──────── Available data

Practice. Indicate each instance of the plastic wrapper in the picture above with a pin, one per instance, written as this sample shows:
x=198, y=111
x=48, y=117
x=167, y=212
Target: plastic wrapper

────────────────

[What the task requires]: All of the data above is to be transcribed without alteration.

[Answer for this exercise]:
Practice. Indicate each instance of the plastic wrapper in the picture above with a pin, one per instance, written as this sample shows:
x=198, y=111
x=48, y=117
x=167, y=212
Target: plastic wrapper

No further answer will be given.